» **What is expected**: For this exercise, transcribe every line of the material exactly and skip the pictures.
────────────────────
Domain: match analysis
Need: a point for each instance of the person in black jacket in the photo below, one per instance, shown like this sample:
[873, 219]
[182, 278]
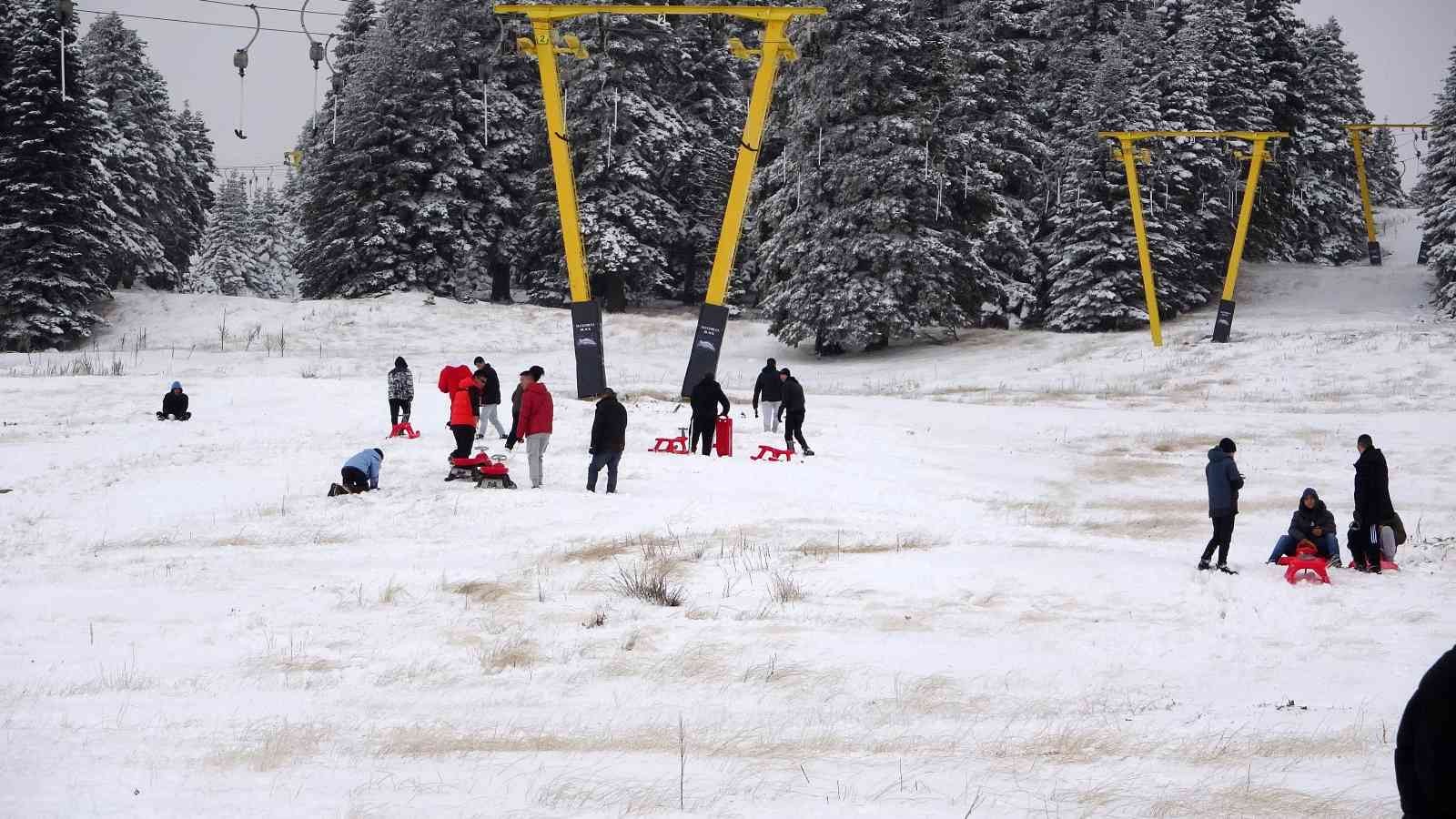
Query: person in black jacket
[771, 389]
[1426, 745]
[490, 398]
[1310, 522]
[705, 399]
[174, 404]
[1373, 509]
[1225, 482]
[793, 409]
[609, 439]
────────────────────
» **Task solution**:
Domain: match analysis
Need: a point for each instance of the person in black jacket in the photo below, one per instance, shown like this sample:
[873, 219]
[182, 278]
Query: person in black jacket
[771, 389]
[1426, 745]
[490, 398]
[1310, 522]
[705, 399]
[174, 404]
[1373, 509]
[1225, 482]
[793, 409]
[609, 439]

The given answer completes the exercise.